Exercise objective
Please copy each line of the listing below precisely, excluding the images.

- - - - - - -

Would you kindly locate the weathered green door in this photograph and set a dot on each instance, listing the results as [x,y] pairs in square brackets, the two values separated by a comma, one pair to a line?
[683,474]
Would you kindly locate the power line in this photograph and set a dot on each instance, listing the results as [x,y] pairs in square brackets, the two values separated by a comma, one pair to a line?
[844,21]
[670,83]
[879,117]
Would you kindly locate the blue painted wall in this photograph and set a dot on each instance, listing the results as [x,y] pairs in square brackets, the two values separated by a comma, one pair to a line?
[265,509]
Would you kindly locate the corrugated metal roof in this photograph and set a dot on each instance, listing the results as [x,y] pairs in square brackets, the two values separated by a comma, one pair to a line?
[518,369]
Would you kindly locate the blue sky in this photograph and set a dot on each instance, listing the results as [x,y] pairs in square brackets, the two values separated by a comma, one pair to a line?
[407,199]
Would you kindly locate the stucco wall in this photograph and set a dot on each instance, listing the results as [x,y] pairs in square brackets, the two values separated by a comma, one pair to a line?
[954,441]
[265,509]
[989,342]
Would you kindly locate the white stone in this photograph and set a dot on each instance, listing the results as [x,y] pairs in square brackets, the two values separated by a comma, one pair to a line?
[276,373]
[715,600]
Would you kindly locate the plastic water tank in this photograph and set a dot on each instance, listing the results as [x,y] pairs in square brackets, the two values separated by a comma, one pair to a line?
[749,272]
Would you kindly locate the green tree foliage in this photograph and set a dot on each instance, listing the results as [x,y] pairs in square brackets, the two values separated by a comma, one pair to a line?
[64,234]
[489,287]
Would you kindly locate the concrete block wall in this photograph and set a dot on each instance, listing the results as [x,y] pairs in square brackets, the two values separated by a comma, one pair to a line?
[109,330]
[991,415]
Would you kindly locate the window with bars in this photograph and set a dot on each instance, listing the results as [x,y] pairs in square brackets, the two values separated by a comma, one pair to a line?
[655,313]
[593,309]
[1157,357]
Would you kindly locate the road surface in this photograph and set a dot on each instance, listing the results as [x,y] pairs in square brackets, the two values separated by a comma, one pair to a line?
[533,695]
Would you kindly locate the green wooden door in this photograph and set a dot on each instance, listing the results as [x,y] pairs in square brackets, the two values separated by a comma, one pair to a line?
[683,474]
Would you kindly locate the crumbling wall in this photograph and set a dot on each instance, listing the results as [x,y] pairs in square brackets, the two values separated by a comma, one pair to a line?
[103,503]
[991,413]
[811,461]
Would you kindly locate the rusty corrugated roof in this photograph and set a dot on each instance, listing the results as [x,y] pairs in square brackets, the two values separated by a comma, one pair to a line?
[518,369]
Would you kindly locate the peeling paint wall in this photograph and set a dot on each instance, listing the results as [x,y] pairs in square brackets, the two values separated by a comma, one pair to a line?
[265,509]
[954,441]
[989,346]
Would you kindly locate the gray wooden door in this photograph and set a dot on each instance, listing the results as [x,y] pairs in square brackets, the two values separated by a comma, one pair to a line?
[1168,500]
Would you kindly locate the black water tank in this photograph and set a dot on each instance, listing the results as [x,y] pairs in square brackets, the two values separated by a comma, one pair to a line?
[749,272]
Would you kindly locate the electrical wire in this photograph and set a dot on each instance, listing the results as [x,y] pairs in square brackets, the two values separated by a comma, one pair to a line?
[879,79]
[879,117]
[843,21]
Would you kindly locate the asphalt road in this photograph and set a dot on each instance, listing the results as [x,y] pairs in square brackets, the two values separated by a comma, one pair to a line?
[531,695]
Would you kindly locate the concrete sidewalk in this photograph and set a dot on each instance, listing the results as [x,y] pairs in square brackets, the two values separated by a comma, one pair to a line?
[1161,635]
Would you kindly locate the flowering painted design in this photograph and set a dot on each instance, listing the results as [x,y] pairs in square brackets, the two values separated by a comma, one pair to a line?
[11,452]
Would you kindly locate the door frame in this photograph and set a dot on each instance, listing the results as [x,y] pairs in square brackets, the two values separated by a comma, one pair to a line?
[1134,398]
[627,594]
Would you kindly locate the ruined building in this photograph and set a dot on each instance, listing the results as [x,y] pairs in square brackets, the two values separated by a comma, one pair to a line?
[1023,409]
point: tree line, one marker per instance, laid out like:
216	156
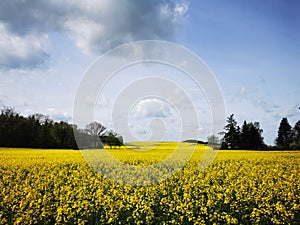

- - - - - - -

Result of the task
Would you kindly locate the weathered green door in this photograph and set a dot on each instance, listing the results as [x,y] pairs in square brackets, the two values separated by a comma, one pair to a line?
[683,474]
Would you kindly locate the power line in this photograph and set a dot on each instance, listing the results as [x,y] pairs in square brackets, the two values separated by a comma, one pair to a line?
[844,21]
[670,83]
[879,117]
Would you kindly locate the blue painted wall in this photograph and set a dot on each instance, listing the results as [x,y] pairs in square brackets, the two values separated by a comma, one pair to a line?
[265,509]
Would you kindly locate the corrugated metal roof in this photograph and set a dot on each instance, listing the results as [x,y] pairs in square brackets, the two values separated by a comma, one pair to a line?
[518,369]
Would you kindly locate the blue sky in this photograph and set a dot on each instance, listing the results as [x,y] pairs in square brackets, the two values separated by a comma, one pair to a line?
[407,199]
Would you kindly locate the stucco wall in this photograph and set a dot on each instance, listing the results as [x,y] pairs in square brackets, the two values separated by a comma, one pair to a line?
[954,441]
[265,509]
[989,342]
Would you kindly locate the white stone in this photograph and set a dot on each instance, listing the results as [x,y] pairs in square brackets, the two values separated by a comma, one pair to a line?
[276,373]
[715,600]
Would you kindly locate the plastic water tank in this photograph and set a dot on each instance, listing the results as [x,y] pairs in square brackets, the two values separated by a comma, one pair to a line?
[749,272]
Would you kindly locate the green tree foliage in this photograph and set a dot on each instance, listing the results as [x,y] pairs in square brackets, the two values separated by a comma, one pair to a line?
[64,234]
[489,287]
Would you kindly locate the concrete block wall in this photograph and set a dot on each instance, listing the results as [x,y] pairs in square brackets, the two values separated by a comma, one pair to a line?
[109,330]
[991,415]
Would you kindly locate the window with bars in this photograph and set a dot on each instance, listing the results as [x,y] pairs in square brackets, the two values separated by a comma, one pair to a line?
[655,313]
[593,309]
[1157,357]
Would you kindly locate the road surface in this photograph and set a dot on each instance, listing the results as [x,y] pairs in square brackets, the two values separated by a comma, one pair to a line?
[533,695]
Would you kindly locate the green wooden door in this photograph and set a dot on each instance, listing the results as [x,y] pairs in square brackets, the two values separated by a comma, one pair to a line?
[683,474]
Would you kindly locate the crumbling wall in this photograph and set a dot on each instance, listing the results as [x,y] pairs in square brackets, the two values separated by a comma, one pair to a line?
[103,503]
[991,413]
[811,461]
Would you kindly locate the rusty corrugated roof in this photograph and set a dot on each instance, listing the results as [x,y] pairs in square brackets, the two values separated by a comma, one pair to a line?
[518,369]
Would you kindly locate the peeling paint wall in this photograph and set a dot on each instance, listing the results as [x,y] pairs in square brackets, the two values separated by a comma, one pair to a line?
[265,509]
[954,441]
[989,346]
Would you kindly locate the gray wooden door in this photograph and set a dot on each instance, listing the results as [x,y] pairs in square brackets, the two values separated by a comma, one pair to a line?
[1168,500]
Would you kindly locate the black water tank in this photograph and set a dot on each instance, listing the results as [x,y] pairs in square brackets, the two values separated by a comma, one pair to a line?
[749,272]
Would you kindly locate the electrical wire in this photograph and set a dot on each instance, listing the results as [x,y] pairs in square brackets, the two values separated by a comma, one pair to a line?
[879,79]
[879,117]
[843,21]
Would you kindly locate the asphalt road in this photograph and set a dot on each instance, listing the results as [x,y] pairs in square brackets, the two values separated by a comma, one pair to a line?
[531,695]
Would you kindly locate the concrete sidewalk in this photograph and set a dot on each instance, listing the results as [x,y] pairs in square brackets, the two values separated by a comma, one pair to a line?
[1161,635]
Would you kindly locate the flowering painted design in this photograph and set a dot on each instance, listing the results as [x,y] pairs in square brackets, the two values separated by a comma, one pair to a line?
[11,452]
Would you kindly locate the door frame in this photograph and set a dot on each instance, listing the results as [x,y] pairs in square brackets, the two values separated by a comma, one pair to a line?
[1134,398]
[627,594]
Would you kindly locate the ruined building in this photograph and set a dot on each instance, listing the results as [x,y] pairs in square brackets, the two values separated by a comma, one pair to a line?
[1023,409]
point: tree line, one marker per instance, laid out like:
216	156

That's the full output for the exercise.